_REQUIRED TASK 1:_
Using the Sam Torrance biography, answer these questions:
(a) At which golf club did Torrance play while growing up?
(b) How much was he paid each week as an assistant professional?
(c) Who passed Torrance for most starts on the European Tour, and at which event?
_REQUIRED TASK 2:_
State whether each statement below agrees with the Sam Torrance biography, and back each answer with a quotation:
(a) Torrance turned professional at 17.
(b) His best finish at The Open Championship came at Royal Melbourne Golf Club.
(c) He won the Australian PGA Championship by two strokes over Seve Ballesteros.

_EXCERPTED TEXT:_
══════════

Samuel Robert Torrance  (born 24 August 1953) is a Scottish professional golfer and sports commentator. He was one of the leading players on the European Tour from the mid-1970s to the late 1990s, with 21 Tour wins. Torrance was a member of European Ryder Cup teams on eight occasions consecutively; on Cup-winning teams four times. He was also part of the winning Scotland team at the 1995 Dunhill Cup.  He was the winning non-playing captain of the European Ryder Cup team in 2002. Torrance was honoured with the MBE (1996) and OBE (2003), for his outstanding contributions to golf.

Early life
Torrance was born and grew up in Largs on the westcoast of Scotland, playing golf at Routenburn Golf Club, near his family home. His father Bob (1932-2014) was a highly respected golf instructor who coached son Sam from childhood.

Torrance represented Scotland against England at Boy's International Match at Hillside, Southport, England in August 1970.

He turned professional at the age of 17, and his first job was at Sunningdale, where he used to play for money with members, which was much needed because he was paid only £5 a week as an assistant professional.

Professional career

European Tour
In 1970, Torrance joined the tour, which officially became the European Tour in 1972. He achieved his first professional win in 1972, and won the Sir Henry Cotton Rookie of the Year award in the same year. He recorded his first European Tour win in 1976.

He won 21 times on the European Tour; only fellow Scot Colin Montgomerie has accumulated more European Tour titles without winning one of golf's four major championships. His best finish on the European Tour Order of Merit was second, which he achieved in 1984 and 1995. In total, he finished in the top-10 on the list 10 times. He previously held the record for the most career appearances on the European Tour, with 706. At the 2020 Hero Open, Miguel Ángel Jiménez passed Torrance for most starts on the European Tour.

Torrance played in The Open Championship 28 times, with a best finish of tied 5th in 1981 at Royal St George's Golf Club in Sandwich, England.

Other tours
On his first visit on the PGA Tour of Australasia, at the time named the PGA Tour of Australia, Torrance finished second to George Serhan at the 1980 New South Wales Open in beginning of November and the week after he won the Australian PGA Championship at Royal Melbourne Golf Club, beating Seve Ballesteros by two strokes. The year after, Torrance came back to Australia, capping a second-place finish in October, after losing in a playoff to Eamonn Darcy at the 1981 CBA West Lakes Classic.

══════════

_MATERIAL:_

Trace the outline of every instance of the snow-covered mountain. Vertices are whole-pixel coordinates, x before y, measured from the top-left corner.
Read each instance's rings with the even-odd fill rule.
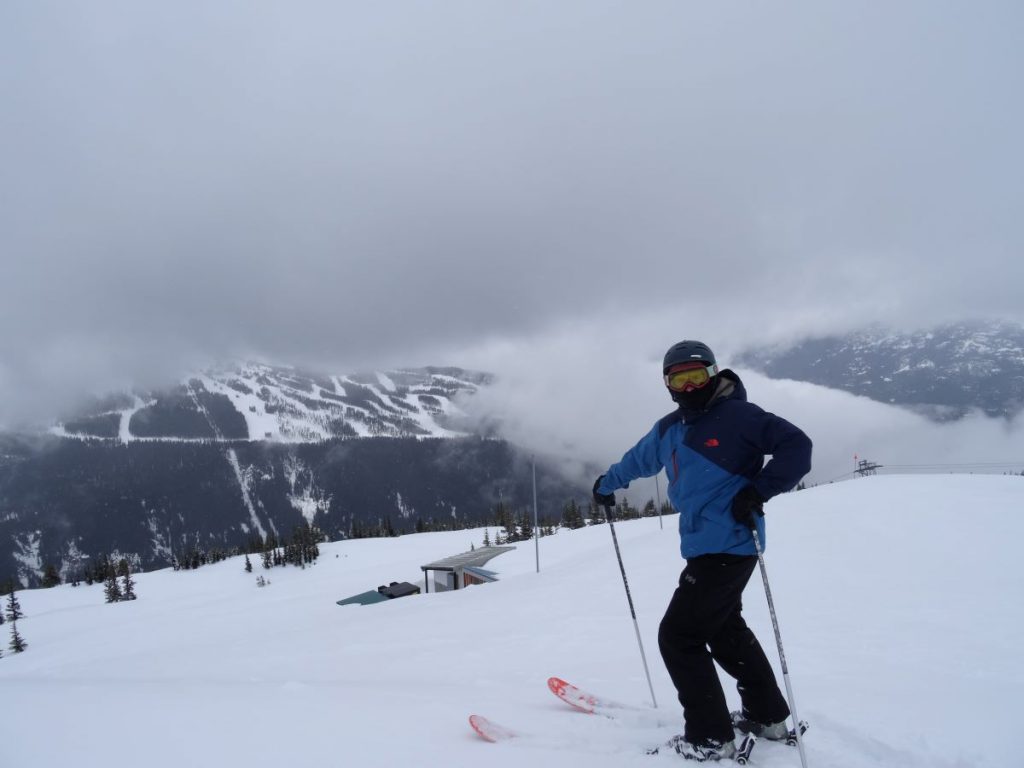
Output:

══════════

_TASK RESULT 1:_
(a) Routenburn Golf Club
(b) £5 a week
(c) Miguel Ángel Jiménez, at the 2020 Hero Open

_TASK RESULT 2:_
(a) Yes: "He turned professional at the age of 17"
(b) No: "with a best finish of tied 5th in 1981 at Royal St George's Golf Club in Sandwich, England"
(c) Yes: "he won the Australian PGA Championship at Royal Melbourne Golf Club, beating Seve Ballesteros by two strokes"